**Exercise task**
Echo the items below verbatim, starting at the line containing "Exercise. For every instance of the pine" and ending at the line containing "[(14, 366)]", with both of those lines included.

**Records for the task**
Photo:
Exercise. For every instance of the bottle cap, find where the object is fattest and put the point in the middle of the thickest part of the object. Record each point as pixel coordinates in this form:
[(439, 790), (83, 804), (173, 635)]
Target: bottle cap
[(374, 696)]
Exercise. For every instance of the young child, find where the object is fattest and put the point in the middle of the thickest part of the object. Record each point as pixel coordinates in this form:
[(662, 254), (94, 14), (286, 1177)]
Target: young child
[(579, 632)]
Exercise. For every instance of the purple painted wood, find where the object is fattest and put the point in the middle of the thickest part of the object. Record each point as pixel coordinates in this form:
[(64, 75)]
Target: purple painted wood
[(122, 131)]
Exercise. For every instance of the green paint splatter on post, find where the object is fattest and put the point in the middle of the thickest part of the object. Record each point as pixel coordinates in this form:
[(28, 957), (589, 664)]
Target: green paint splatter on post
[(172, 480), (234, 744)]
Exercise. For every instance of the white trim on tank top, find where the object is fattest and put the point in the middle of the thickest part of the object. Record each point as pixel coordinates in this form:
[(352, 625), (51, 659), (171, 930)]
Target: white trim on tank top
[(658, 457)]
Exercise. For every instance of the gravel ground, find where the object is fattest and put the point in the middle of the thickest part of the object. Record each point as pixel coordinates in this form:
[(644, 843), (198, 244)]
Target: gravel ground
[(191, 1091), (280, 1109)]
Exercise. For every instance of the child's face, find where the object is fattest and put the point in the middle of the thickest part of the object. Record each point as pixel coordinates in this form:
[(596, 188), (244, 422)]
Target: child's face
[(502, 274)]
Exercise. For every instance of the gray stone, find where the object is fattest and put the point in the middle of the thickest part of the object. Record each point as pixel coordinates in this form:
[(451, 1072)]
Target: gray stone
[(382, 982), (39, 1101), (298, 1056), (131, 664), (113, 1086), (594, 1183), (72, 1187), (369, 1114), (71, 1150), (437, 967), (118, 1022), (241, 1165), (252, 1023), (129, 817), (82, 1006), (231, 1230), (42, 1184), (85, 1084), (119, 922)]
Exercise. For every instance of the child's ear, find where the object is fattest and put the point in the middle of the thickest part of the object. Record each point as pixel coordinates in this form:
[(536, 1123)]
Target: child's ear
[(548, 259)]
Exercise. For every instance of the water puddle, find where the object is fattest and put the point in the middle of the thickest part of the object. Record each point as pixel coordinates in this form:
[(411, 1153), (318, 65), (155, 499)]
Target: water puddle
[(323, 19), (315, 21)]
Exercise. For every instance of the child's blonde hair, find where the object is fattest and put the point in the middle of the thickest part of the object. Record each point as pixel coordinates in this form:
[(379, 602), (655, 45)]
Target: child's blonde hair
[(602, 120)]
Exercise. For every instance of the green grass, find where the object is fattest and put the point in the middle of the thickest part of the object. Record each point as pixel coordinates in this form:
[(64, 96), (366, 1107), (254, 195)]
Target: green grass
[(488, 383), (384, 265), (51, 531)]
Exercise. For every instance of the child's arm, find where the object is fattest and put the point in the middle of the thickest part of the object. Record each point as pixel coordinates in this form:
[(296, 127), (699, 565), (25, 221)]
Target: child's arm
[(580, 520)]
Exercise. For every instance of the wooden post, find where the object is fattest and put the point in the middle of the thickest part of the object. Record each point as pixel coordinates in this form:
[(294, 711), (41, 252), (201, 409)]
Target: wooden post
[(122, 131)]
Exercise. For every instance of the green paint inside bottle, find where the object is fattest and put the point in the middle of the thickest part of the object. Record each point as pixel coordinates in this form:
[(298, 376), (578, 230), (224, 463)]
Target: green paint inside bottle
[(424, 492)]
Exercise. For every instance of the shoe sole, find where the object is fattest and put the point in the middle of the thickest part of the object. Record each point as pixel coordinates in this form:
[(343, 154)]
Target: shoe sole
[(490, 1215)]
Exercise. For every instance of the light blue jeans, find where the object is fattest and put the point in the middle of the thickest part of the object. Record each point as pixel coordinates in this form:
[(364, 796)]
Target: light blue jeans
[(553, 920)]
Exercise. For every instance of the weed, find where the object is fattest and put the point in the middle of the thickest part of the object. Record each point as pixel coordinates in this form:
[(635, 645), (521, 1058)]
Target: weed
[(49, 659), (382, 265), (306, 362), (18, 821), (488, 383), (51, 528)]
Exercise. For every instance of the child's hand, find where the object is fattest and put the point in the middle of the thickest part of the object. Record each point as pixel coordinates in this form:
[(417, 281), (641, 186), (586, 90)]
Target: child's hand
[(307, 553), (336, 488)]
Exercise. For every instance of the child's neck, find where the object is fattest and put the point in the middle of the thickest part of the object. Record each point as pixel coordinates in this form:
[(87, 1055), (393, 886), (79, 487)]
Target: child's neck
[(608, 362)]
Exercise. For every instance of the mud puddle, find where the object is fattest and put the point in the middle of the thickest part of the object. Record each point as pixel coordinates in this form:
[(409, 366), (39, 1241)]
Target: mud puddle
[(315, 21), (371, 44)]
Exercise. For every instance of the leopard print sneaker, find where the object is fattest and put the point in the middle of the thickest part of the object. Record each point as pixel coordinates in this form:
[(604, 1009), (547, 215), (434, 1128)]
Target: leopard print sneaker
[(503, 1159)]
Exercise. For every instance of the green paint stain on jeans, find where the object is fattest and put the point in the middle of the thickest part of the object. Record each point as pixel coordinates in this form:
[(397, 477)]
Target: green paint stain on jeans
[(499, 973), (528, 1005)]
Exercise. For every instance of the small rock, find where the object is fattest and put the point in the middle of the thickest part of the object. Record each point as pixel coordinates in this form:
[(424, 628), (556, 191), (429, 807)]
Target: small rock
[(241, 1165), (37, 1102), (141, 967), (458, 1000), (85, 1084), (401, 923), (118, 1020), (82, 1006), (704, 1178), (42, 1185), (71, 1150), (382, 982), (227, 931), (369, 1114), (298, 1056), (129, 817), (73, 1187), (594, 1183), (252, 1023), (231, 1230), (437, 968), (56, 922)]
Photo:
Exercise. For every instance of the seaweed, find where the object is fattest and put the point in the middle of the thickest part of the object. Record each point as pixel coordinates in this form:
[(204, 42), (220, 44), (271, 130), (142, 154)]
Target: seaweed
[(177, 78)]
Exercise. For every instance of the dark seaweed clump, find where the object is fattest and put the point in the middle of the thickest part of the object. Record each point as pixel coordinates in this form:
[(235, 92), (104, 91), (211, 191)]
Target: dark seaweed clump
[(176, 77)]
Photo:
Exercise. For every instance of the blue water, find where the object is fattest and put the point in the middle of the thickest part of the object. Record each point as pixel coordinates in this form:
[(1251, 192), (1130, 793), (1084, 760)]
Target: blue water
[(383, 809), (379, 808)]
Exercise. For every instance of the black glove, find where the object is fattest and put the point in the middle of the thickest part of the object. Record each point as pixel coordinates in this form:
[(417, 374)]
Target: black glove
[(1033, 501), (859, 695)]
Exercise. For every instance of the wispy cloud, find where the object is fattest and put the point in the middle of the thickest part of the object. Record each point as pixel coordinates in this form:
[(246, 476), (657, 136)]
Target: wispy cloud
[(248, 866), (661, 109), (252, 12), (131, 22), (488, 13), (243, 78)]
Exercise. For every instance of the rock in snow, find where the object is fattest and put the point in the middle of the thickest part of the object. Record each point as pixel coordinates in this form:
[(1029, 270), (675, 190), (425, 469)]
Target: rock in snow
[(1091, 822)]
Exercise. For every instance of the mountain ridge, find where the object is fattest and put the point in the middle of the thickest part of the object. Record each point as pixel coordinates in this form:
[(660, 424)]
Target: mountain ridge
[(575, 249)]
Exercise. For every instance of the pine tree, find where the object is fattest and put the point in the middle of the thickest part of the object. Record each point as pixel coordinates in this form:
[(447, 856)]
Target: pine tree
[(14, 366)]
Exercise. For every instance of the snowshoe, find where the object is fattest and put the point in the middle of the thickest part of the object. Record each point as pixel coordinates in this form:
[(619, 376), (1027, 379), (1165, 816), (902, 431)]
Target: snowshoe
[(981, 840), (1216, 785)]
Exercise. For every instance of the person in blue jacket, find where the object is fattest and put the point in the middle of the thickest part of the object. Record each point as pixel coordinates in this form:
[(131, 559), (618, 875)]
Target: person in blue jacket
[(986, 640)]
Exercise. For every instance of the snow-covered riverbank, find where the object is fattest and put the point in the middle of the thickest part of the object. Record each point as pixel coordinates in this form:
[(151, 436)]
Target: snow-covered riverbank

**Output of the exercise**
Exercise. For every instance of the pine tree, find where the object is fattest and put the point in the middle of the thickest part of the object. Record each point as pixel coordinates in this form:
[(447, 856)]
Target: pine tree
[(14, 366)]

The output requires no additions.